• _TASK 1_: In the entries, from the line containing "For each instance of the red" through the end of the entries, replace "SHOULD" with "MUST" and leave everything else unchanged. Return only those lines, without the pictures.

• _PROVIDED TEXT_:
Begin

In relational databases, the schema is rigid: you define the columns and the data types for the columns, the format and/or the length.

While on the one hand this feature allows for greater ease in interpreting the data and identifying the relationships between the tables, on the other it is also true that it means that in such an operational context it becomes complicated to make changes to the data structure.

This also means that when working with a relational DB you need to have very clear ideas from the outset on how the data will be. If you want to make changes later, you have to change all the data.

Performance related to table complexity

It is clear that the more complex the tables, in relation to the number and amount of data contained in them, the more time it takes to execute the queries.

Non-Relational Databases (NoSQL)

What is a non-relational or NoSQL database?

Non-relational databases are completely different from SQL databases, and today they have become a necessity because they are more flexible and scalable. It is no coincidence, in fact, that they have been designed with the cloud in mind.


A non-relational database can be huge. And because they can grow exponentially in some cases, they need an expandable hosting environment, that can grow with them. The inherent scalability of the cloud makes it an ideal environment for non-relational databases.

But let’s go step by step.

Non-relational database, also called NoSQL (Not Only SQL) is a database model that does not store data in tabular form, instead relying on data structures such as documents. The data is stored in documents and not in tables.

A document can contain different types of information in different formats. This feature makes non-relational databases much more flexible than relational ones, particularly suitable for handling large volumes of unstructured or semi-structured data.

Non-relational databases store data in documents, and not in logical structures, and are aggregated by object in Key-Value type documents (the primitive form of NoSQL database) or Document Stores based on JSON semantics . In fact, they are usually JSON-like structures that support a variety of data types.

Taking the example above, in this case all customer data is entered in one place, in one document.

There can be different types of non-relational DBs: document databases, key-value databases; graph databases; columnar databases.

When to use non-relational DBs

Non-relational databases are often used when flexibility in storage in terms of shape or size is required (large amounts of complex and diverse data) or if they need to be open to future changes.

For example, a large store could have a database in which each customer has his own document containing all of his information, from name and address to order history and credit card information. Despite the different formats, all this information can be stored in the same document.

The benefits of NoSQL (non-relational) DB

With the advent of social media, mobile applications and cloud computing, in an era of growing complexity of data from different sources, the need to work with flexible, scalable, fast databases.

And non-relational databases offer great flexibility in database design. Particularly when developed to the cloud, these non-relational DBs eliminate concerns about the limitations of data collection, organization and analysis.

This is why non-relational databases have received a strong development impetus, to the point of becoming almost an obligatory choice in certain contexts, compared to relational or SQL databases.

Precisely because of the different sources, data takes on different forms: numbers and strings, photographic and video content, etc.

In this scenario, a database must be capable of storing these different formats of information, understanding the relationships between them, and performing detailed queries.

End

• _INPUT_:
Begin

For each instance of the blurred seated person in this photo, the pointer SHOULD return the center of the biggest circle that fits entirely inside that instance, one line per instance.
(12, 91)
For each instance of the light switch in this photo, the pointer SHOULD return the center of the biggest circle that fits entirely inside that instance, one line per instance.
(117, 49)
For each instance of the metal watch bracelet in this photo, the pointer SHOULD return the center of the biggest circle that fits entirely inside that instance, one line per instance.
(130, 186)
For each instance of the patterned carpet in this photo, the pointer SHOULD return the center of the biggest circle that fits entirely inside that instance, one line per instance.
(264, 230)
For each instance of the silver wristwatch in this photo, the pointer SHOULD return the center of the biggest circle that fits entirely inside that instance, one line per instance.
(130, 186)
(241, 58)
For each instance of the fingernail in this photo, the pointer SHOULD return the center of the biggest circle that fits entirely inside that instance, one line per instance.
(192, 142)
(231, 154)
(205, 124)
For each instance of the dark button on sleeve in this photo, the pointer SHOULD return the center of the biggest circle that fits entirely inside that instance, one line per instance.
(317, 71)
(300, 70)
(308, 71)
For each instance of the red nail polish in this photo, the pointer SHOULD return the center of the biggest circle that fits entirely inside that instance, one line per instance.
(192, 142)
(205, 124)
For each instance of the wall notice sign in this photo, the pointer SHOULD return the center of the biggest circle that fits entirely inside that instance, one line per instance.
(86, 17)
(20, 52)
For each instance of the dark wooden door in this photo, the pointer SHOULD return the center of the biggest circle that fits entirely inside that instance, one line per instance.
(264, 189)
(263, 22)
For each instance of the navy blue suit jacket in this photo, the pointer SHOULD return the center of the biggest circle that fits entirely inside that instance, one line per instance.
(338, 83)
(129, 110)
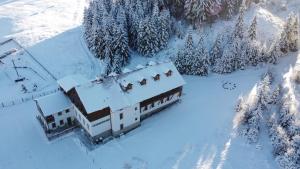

End

• _TASK 2_: Continue the text on relational and non-relational databases from where it stops.

• _TASK RESPONSE 1_:
For each instance of the red nail polish in this photo, the pointer MUST return the center of the biggest circle that fits entirely inside that instance, one line per instance.
(192, 142)
(205, 124)
For each instance of the wall notice sign in this photo, the pointer MUST return the center of the biggest circle that fits entirely inside that instance, one line per instance.
(86, 17)
(20, 52)
For each instance of the dark wooden door in this photo, the pointer MUST return the center of the biggest circle that fits entirely inside that instance, one line per instance.
(264, 189)
(263, 22)
For each instance of the navy blue suit jacket in this photo, the pointer MUST return the center of the biggest circle that fits entirely inside that instance, one line per instance.
(338, 83)
(129, 110)

• _TASK RESPONSE 2_:
Computational lightness

With SQL databases, the computational weight grows as the data entered, the number of tables and the information to be managed increase. This can become a limitation, always considering the context in which it is necessary to have a DB that responds to certain needs.

On the contrary, NoSQL databases do not include data aggregation operations, as all the information is already collected in a single document associated with the object in question. NoSQL does not impose size limits. In fact, document databases are well suited to handling “big data” and unstructured data.

Absence of scheme

Non-relational databases are schemaless, i.e. without tables and any schema defined a priori, as the JSON document contains all the necessary fields.

In this way, we can always insert new data and information into JSON documents, without any impact on their integrity.

Non-relational databases, unlike SQL ones, are therefore suitable for quickly incorporating new types of data and for storing semi-structured or unstructured data.

Flexibility and Scalability

Unlike relational databases, NoSQLs don’t require a fixed schema, making them ideal for dealing with unstructured data or data that can change over time.

And again, unlike relational databases, for which it is only possible to scale vertically (CPU, hard disk space, etc.), non-relational databases, including document databases, can be scaled horizontally. This means that databases can distribute data across multiple nodes to accommodate growing workloads.

In fact, modern NoSQL databases were designed for the cloud, which makes them naturally suitable for horizontal scaling thanks to data aggregation and the absence of a predefined schema.


Non-relational databases can not only store huge amounts of information, they can also query these datasets rapidly.

Non-relational databases are generally faster because a query doesn’t have to view several tables to provide an answer, as is the case with relational databases.

Non-relational databases are therefore ideal for storing data that can vary often, or for applications that handle many different types of data. They can support rapidly developing applications that require a dynamic, rapidly changing database that can accommodate large amounts of complex, unstructured data.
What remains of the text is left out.